Aim →
Using the entries below, quote exactly the span of lines that begins with the line containing "cord, giving x and y for each instance?" and ends with the final line.

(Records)
»»

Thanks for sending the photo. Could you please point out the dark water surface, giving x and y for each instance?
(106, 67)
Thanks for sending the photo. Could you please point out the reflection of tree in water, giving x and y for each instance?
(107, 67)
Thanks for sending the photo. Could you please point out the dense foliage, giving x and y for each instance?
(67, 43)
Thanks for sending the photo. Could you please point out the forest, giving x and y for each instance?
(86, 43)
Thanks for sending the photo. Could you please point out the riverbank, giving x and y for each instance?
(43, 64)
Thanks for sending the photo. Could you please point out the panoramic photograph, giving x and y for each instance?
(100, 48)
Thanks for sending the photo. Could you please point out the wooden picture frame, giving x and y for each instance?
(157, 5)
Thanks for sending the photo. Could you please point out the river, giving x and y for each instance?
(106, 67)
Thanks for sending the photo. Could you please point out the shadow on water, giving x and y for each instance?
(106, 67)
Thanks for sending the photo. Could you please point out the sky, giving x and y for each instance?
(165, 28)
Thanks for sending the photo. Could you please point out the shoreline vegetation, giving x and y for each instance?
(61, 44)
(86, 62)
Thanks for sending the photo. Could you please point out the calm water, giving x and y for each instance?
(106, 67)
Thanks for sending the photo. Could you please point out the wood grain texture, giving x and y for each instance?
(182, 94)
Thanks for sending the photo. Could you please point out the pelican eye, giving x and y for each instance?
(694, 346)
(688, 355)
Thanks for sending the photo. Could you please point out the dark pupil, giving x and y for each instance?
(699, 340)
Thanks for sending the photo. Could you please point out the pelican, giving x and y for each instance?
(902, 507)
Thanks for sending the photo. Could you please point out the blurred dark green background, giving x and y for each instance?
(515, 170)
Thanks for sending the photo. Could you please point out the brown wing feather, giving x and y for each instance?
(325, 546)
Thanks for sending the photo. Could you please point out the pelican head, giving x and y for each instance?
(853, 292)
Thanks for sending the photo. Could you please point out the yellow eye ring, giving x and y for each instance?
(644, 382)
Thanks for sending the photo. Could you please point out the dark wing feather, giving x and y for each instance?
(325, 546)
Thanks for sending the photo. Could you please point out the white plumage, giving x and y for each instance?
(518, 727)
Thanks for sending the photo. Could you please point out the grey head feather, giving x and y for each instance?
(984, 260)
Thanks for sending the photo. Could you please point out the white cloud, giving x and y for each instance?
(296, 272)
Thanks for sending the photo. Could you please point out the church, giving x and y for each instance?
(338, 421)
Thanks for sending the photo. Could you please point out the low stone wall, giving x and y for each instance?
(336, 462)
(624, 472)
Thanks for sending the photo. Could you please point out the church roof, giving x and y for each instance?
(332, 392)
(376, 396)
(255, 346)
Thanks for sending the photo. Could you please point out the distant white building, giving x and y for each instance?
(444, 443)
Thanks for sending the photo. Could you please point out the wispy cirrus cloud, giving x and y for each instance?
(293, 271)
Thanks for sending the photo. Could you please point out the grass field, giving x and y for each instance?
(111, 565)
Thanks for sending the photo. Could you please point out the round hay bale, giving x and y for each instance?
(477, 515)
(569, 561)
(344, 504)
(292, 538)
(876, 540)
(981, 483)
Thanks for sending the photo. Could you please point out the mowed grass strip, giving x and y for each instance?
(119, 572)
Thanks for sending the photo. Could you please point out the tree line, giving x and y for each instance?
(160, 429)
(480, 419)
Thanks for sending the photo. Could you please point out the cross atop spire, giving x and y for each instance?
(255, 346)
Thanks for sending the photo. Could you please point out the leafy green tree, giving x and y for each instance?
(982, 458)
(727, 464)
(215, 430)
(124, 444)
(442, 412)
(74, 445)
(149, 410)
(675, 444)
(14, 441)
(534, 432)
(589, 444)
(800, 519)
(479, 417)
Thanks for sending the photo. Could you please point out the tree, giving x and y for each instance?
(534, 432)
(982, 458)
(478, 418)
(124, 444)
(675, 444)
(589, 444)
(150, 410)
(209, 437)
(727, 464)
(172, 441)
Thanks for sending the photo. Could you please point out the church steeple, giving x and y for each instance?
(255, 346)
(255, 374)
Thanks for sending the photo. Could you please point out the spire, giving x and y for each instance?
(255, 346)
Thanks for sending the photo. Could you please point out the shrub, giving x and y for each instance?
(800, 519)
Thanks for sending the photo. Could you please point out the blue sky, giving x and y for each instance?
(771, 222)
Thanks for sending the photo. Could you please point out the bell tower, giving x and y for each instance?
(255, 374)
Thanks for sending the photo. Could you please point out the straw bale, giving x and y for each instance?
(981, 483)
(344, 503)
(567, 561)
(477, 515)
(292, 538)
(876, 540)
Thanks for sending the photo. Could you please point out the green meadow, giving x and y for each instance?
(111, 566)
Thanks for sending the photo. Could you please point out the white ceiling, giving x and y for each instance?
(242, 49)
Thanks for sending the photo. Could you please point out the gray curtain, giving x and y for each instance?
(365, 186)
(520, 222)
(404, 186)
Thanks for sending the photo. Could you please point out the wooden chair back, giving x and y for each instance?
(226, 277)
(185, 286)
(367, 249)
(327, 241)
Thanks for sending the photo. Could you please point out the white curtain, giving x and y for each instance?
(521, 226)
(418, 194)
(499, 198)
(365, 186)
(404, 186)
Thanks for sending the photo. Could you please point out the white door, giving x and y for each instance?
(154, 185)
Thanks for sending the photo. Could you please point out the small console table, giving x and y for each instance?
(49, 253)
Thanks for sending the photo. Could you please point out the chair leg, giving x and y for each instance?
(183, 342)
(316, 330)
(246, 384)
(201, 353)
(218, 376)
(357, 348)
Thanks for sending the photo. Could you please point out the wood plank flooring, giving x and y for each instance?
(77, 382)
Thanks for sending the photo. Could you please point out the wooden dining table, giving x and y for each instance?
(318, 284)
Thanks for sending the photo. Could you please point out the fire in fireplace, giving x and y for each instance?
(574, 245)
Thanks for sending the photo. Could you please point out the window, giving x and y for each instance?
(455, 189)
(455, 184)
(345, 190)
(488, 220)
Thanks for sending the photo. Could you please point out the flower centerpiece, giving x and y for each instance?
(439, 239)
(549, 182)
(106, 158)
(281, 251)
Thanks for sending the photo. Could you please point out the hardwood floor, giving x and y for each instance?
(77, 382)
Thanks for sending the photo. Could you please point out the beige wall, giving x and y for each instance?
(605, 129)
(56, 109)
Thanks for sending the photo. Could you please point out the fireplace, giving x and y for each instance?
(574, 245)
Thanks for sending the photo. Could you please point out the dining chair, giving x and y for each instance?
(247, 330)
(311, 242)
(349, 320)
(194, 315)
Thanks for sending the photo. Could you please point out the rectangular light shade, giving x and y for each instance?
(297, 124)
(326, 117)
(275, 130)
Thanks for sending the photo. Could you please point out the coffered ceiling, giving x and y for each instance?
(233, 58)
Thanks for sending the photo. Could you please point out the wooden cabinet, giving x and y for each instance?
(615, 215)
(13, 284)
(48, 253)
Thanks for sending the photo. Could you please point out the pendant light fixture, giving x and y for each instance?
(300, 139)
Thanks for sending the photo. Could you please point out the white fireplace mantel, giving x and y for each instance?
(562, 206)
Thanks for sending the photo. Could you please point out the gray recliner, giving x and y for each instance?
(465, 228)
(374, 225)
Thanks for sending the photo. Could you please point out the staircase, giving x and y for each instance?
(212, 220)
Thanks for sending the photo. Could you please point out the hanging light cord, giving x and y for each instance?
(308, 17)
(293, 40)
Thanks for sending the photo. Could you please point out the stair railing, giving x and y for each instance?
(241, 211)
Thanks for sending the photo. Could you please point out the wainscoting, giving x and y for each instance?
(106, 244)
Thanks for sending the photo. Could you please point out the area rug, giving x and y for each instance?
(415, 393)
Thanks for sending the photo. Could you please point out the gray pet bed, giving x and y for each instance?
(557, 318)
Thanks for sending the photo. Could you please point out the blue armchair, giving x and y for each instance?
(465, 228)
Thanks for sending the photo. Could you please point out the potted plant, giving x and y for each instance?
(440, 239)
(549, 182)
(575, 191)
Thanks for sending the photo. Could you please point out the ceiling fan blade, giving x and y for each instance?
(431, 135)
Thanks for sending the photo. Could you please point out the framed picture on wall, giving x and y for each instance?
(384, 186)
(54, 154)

««

Response to this exercise →
Thanks for sending the photo. Could you please point out the hanging light cord, giving x and y for each instance?
(308, 17)
(293, 40)
Thanks for sending the photo. Could you please point out the stair railing, giving x and y for each instance?
(241, 211)
Thanks for sending the photo. Could you please point out the wainscoting, giving x and y for each instance?
(106, 244)
Thanks for sending the photo. Could you please point out the area rug, giving x and y for each instance?
(415, 393)
Thanks for sending the photo. Could you please point out the gray pet bed, giving x and y for each instance?
(557, 318)
Thanks for sending the photo. Could you please point out the blue armchair, giving x and y for each instance?
(465, 228)
Thanks for sending the photo. Could you please point out the potted plant, giving x and y for each instance?
(440, 239)
(549, 182)
(575, 191)
Thanks for sending the photo. Could you please point out the ceiling fan blade, giving x and y for each instance?
(431, 135)
Thanks for sending the photo. Could you please point out the framed picture on wall, giving x and y for each instance?
(384, 186)
(54, 154)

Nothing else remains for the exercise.